• **Work request**:
Nothing in the entries may be dropped: restate them word for word.

------------------------------

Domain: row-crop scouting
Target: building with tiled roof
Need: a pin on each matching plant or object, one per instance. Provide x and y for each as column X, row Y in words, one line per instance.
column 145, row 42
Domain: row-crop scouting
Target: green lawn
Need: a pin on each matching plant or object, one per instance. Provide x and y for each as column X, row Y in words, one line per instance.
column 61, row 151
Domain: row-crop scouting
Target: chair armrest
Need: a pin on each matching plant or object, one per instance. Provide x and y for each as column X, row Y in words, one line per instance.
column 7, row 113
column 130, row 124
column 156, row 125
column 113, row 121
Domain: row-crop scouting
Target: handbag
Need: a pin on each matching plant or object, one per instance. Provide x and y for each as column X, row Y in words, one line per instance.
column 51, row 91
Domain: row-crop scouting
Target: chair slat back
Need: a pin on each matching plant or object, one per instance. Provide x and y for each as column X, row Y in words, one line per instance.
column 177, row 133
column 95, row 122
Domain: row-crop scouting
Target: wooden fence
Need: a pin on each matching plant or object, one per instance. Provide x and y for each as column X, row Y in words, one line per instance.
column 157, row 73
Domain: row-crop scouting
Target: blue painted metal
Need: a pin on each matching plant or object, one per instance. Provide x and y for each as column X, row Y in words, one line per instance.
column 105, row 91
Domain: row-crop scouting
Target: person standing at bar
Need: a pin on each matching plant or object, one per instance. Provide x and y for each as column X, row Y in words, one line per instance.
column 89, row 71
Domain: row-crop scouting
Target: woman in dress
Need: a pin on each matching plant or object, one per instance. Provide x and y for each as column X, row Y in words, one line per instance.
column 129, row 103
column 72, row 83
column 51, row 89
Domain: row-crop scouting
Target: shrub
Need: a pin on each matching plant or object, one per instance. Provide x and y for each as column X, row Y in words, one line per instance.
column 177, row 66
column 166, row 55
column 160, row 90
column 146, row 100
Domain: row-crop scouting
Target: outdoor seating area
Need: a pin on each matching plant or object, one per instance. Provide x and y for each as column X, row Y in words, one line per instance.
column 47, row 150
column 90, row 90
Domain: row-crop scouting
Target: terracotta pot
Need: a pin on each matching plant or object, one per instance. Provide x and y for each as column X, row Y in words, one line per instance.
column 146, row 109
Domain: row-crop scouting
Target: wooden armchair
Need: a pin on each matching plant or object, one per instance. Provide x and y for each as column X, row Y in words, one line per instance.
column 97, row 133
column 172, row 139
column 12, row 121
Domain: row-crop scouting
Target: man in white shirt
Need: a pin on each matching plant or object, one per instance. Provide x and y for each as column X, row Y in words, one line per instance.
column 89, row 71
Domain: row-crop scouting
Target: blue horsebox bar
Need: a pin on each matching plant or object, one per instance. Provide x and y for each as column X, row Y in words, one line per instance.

------------------------------

• **Completed task**:
Domain: row-crop scouting
Target: building with tiled roof
Need: a pin on each matching plant or object, one per instance. Provide x and y for each as column X, row Y in words, one line per instance.
column 145, row 42
Domain: row-crop scouting
Target: green lawn
Need: a pin on each matching plant or object, one per instance. Provide x and y for each as column X, row Y in words, one line per instance.
column 61, row 151
Domain: row-crop scouting
Target: chair armrest
Need: a pin on each matching plant or object, one per instance. Provide x and y for each as column X, row Y in words, one line per instance.
column 7, row 113
column 130, row 124
column 156, row 125
column 113, row 121
Domain: row-crop scouting
Target: handbag
Need: a pin on each matching plant or object, one per instance. Provide x and y for each as column X, row Y in words, one line per instance.
column 51, row 91
Domain: row-crop scouting
Target: chair slat back
Need: a pin on each matching plant or object, one per instance. Provide x and y for each as column X, row Y in words, one line per instance.
column 177, row 133
column 95, row 122
Domain: row-crop scouting
Target: wooden fence
Need: a pin on each matching plant or object, one per instance. Provide x and y for each as column X, row Y in words, one line per instance.
column 157, row 73
Domain: row-crop scouting
Target: blue painted metal
Need: a pin on each matching plant or object, one per instance. Provide x and y for each as column X, row Y in words, one line per instance.
column 105, row 91
Domain: row-crop scouting
Target: person standing at bar
Need: a pin on each matching plant or object, one per instance. Provide x and y for each as column X, row Y in words, one line per instance.
column 89, row 71
Domain: row-crop scouting
Target: woman in dress
Need: a pin on each matching plant or object, one per instance. Provide x and y for each as column X, row Y in words, one line per instance.
column 129, row 103
column 72, row 83
column 51, row 89
Domain: row-crop scouting
Target: shrub
Need: a pin on each matching plant or object, one per instance. Provide x and y for each as column X, row Y in words, one line per instance.
column 177, row 66
column 166, row 55
column 160, row 90
column 146, row 100
Domain: row-crop scouting
Target: outdoor seating area
Need: a pin on each matching plant or object, one per instance. Provide x and y for each as column X, row Y in words, one line per instance.
column 47, row 150
column 90, row 90
Domain: row-crop scouting
Target: terracotta pot
Need: a pin on each matching plant or object, one per instance. Provide x and y for each as column X, row Y in words, one line per instance.
column 146, row 109
Domain: row-crop scouting
Target: wooden armchair
Need: a pin on each matching plant or object, one per instance. Provide x and y for each as column X, row Y in words, one line per instance.
column 97, row 133
column 172, row 139
column 12, row 121
Domain: row-crop scouting
Target: man in white shirt
Need: a pin on each matching plant or object, one per instance. Provide x and y for each as column X, row Y in words, one line per instance.
column 89, row 71
Domain: row-crop scouting
Target: blue horsebox bar
Need: a pin on each matching plant or object, one per instance. Provide x and y for each as column X, row Y in words, one line per instance.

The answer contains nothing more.